§ GIVEN PROBLEM: Identify the line that contains "Task: annotation of the panda's black eye" in the material. Output it and every line after it, unchanged, through the end.

• • • •

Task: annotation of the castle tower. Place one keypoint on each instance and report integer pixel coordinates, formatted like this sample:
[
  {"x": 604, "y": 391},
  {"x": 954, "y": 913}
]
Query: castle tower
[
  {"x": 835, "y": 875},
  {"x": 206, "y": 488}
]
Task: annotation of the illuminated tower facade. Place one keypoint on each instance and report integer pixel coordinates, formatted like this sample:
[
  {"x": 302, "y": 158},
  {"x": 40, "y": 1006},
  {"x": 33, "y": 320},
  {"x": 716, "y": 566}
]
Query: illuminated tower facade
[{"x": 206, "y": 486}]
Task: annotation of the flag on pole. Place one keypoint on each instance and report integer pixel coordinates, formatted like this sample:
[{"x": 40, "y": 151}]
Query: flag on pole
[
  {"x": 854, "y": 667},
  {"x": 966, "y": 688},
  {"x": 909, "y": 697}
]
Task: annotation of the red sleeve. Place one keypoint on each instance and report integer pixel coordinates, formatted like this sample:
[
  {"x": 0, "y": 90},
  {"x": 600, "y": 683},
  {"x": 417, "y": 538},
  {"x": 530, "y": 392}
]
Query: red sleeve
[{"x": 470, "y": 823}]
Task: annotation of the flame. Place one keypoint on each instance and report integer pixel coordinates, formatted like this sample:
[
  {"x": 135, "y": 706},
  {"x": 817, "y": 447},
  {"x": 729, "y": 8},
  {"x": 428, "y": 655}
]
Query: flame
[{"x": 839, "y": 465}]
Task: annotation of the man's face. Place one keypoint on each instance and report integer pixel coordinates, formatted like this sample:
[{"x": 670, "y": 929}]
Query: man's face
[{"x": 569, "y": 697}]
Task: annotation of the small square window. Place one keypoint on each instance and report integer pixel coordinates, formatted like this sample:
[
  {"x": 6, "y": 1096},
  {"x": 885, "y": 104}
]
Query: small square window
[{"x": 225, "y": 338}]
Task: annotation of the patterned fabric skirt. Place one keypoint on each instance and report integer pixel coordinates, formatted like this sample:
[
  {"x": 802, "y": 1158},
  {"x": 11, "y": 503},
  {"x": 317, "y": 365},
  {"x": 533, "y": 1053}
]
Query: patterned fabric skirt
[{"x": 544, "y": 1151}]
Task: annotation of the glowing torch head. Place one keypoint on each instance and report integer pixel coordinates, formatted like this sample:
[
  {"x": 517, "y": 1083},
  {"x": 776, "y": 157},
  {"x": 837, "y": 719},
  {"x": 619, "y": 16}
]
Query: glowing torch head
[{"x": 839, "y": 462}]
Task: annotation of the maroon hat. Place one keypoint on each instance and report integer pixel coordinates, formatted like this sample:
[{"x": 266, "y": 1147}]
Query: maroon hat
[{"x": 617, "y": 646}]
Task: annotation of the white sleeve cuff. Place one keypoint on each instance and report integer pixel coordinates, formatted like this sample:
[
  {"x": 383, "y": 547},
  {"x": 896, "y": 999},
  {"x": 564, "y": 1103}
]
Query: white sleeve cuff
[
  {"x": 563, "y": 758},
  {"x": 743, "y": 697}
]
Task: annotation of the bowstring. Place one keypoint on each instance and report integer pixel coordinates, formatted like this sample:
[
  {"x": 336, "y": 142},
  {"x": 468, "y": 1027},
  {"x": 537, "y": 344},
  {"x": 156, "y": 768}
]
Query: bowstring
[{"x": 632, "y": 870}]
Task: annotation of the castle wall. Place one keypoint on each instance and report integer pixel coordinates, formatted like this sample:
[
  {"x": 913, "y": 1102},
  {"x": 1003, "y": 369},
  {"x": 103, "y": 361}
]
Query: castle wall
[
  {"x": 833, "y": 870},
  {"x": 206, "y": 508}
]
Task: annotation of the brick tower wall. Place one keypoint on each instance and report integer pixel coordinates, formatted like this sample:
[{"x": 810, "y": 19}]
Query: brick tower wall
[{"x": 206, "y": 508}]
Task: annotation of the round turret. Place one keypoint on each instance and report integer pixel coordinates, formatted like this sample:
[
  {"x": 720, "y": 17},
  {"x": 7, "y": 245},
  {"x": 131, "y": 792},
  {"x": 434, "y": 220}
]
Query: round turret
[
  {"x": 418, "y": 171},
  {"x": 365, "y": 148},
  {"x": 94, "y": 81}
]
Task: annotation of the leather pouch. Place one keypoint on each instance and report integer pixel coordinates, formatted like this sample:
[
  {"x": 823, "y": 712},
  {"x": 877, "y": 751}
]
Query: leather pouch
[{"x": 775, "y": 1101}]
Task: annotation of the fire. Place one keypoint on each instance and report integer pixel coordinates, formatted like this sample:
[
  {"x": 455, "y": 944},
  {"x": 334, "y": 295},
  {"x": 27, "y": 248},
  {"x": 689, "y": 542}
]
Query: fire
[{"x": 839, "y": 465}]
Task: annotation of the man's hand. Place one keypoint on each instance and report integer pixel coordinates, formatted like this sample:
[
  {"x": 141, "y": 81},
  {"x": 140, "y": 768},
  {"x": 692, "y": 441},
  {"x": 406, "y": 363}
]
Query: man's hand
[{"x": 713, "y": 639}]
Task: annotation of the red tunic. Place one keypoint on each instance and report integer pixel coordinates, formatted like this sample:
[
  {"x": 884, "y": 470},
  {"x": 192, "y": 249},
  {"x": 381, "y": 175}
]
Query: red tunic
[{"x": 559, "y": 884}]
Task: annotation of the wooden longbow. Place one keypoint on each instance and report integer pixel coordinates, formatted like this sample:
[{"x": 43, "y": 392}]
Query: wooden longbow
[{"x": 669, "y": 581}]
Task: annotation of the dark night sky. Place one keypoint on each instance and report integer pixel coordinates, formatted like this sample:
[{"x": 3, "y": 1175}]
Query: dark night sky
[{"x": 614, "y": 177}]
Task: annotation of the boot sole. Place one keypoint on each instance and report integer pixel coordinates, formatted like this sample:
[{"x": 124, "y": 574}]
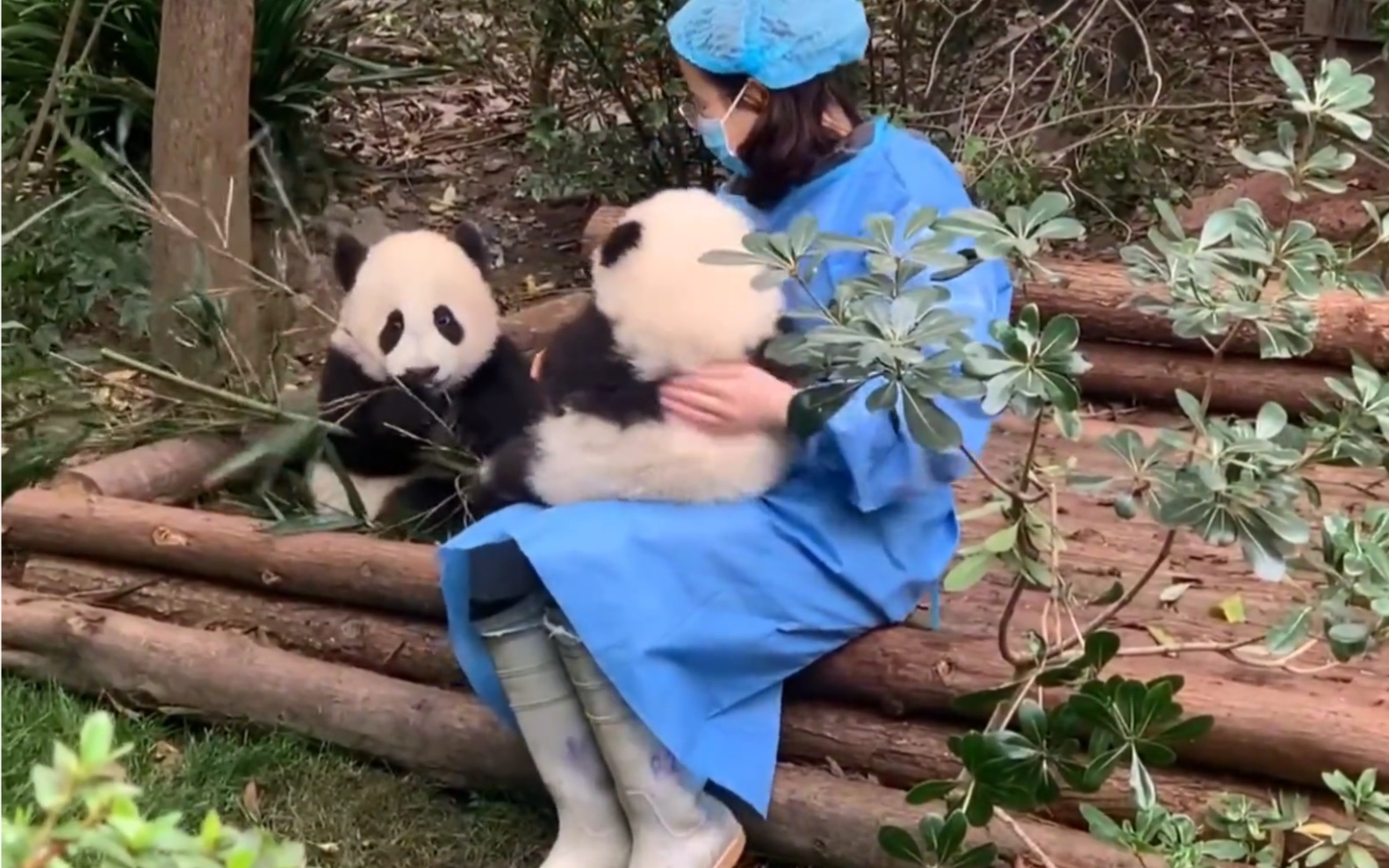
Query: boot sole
[{"x": 734, "y": 851}]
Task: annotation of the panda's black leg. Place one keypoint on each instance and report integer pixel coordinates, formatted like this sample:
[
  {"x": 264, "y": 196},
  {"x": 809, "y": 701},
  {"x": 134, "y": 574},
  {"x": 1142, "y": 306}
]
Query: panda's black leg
[
  {"x": 500, "y": 577},
  {"x": 429, "y": 508}
]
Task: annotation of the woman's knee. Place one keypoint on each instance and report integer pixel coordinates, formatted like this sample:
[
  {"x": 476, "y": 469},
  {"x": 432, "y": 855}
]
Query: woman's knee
[{"x": 499, "y": 578}]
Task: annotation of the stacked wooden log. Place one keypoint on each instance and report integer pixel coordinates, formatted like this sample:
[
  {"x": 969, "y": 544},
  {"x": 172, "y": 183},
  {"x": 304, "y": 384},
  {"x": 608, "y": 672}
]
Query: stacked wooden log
[
  {"x": 343, "y": 638},
  {"x": 1138, "y": 360}
]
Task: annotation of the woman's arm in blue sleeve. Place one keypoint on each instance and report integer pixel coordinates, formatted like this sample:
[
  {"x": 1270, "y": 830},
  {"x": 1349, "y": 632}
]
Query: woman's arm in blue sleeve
[{"x": 877, "y": 460}]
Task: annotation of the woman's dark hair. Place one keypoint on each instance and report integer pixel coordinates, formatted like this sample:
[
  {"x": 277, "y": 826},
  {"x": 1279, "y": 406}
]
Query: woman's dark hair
[{"x": 789, "y": 140}]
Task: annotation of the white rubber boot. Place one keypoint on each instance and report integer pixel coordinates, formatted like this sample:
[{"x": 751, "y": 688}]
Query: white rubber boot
[
  {"x": 674, "y": 822},
  {"x": 594, "y": 831}
]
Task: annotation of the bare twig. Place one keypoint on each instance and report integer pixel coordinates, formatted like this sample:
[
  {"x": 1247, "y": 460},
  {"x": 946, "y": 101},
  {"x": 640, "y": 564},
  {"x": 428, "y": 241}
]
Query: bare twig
[{"x": 50, "y": 93}]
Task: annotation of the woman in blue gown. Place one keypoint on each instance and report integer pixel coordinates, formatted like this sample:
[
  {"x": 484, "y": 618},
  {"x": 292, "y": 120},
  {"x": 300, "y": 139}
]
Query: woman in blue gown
[{"x": 641, "y": 648}]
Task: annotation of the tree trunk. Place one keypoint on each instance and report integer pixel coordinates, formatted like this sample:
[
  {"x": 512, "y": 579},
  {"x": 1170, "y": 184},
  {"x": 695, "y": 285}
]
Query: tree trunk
[
  {"x": 896, "y": 753},
  {"x": 348, "y": 567},
  {"x": 902, "y": 671},
  {"x": 167, "y": 471},
  {"x": 200, "y": 161},
  {"x": 1150, "y": 376},
  {"x": 816, "y": 818},
  {"x": 1096, "y": 295}
]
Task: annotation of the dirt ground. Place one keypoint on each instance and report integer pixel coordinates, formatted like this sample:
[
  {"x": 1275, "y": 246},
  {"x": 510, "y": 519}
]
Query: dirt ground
[{"x": 455, "y": 147}]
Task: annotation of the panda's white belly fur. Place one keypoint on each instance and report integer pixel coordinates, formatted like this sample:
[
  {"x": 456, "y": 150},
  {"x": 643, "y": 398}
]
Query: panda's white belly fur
[
  {"x": 581, "y": 457},
  {"x": 329, "y": 496}
]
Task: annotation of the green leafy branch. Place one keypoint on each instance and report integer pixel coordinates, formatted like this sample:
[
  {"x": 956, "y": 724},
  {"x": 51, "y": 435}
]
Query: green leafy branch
[
  {"x": 896, "y": 328},
  {"x": 85, "y": 808}
]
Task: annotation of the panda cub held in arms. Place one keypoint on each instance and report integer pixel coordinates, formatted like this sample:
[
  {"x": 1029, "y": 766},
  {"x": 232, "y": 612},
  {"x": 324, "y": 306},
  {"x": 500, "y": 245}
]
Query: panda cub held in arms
[
  {"x": 417, "y": 357},
  {"x": 658, "y": 312}
]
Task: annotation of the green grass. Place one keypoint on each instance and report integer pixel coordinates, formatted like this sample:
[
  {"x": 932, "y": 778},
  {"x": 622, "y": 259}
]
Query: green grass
[{"x": 350, "y": 814}]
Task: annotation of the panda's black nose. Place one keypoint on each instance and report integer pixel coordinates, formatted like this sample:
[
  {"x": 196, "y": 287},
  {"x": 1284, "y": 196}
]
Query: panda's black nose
[{"x": 420, "y": 377}]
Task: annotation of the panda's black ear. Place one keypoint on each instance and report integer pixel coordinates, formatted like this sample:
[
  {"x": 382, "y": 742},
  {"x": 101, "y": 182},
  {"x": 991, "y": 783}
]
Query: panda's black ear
[
  {"x": 348, "y": 257},
  {"x": 620, "y": 242},
  {"x": 468, "y": 236}
]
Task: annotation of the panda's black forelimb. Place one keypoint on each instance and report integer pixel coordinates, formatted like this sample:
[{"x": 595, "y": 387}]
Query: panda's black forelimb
[
  {"x": 584, "y": 371},
  {"x": 498, "y": 403},
  {"x": 507, "y": 478}
]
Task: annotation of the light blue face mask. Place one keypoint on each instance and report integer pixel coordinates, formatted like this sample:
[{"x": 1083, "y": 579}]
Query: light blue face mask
[{"x": 716, "y": 140}]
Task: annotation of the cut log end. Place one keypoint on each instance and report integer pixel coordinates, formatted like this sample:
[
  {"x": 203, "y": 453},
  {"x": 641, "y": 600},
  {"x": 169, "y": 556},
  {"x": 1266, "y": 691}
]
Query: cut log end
[
  {"x": 816, "y": 818},
  {"x": 169, "y": 471}
]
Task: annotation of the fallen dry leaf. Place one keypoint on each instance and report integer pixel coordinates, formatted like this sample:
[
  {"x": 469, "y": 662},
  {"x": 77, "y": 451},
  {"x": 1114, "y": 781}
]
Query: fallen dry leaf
[{"x": 250, "y": 800}]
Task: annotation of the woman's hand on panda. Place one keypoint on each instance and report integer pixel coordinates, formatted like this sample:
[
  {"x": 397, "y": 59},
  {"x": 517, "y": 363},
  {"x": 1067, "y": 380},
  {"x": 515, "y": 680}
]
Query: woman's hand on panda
[{"x": 730, "y": 398}]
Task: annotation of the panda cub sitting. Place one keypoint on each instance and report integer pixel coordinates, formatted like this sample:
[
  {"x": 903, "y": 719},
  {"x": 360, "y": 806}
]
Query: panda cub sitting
[
  {"x": 658, "y": 312},
  {"x": 417, "y": 359}
]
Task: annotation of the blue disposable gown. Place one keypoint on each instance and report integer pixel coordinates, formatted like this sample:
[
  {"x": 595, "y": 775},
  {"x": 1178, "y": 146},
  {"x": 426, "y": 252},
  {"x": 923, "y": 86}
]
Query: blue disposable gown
[{"x": 699, "y": 613}]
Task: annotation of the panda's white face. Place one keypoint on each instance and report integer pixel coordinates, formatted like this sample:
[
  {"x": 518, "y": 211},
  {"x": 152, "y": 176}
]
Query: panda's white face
[
  {"x": 670, "y": 312},
  {"x": 418, "y": 307}
]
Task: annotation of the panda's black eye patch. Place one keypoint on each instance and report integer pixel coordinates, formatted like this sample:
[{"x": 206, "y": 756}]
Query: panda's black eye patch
[
  {"x": 448, "y": 326},
  {"x": 391, "y": 332}
]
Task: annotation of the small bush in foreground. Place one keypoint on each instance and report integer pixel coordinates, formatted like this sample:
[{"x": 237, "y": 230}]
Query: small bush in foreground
[{"x": 85, "y": 807}]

• • • •

§ ANSWER TO THIS TASK:
Task: annotation of the panda's black eye patch. Place one keypoint on each instance and report integer pixel coordinates, formatted like this sample:
[{"x": 206, "y": 756}]
Query: panda's black eye patch
[
  {"x": 448, "y": 326},
  {"x": 391, "y": 332}
]
Task: annotation of the small bush in foreground. Place one keypoint on each instance and report integer pixel coordinates, formatted like this sample:
[{"x": 237, "y": 230}]
Query: small bush in foreground
[{"x": 85, "y": 807}]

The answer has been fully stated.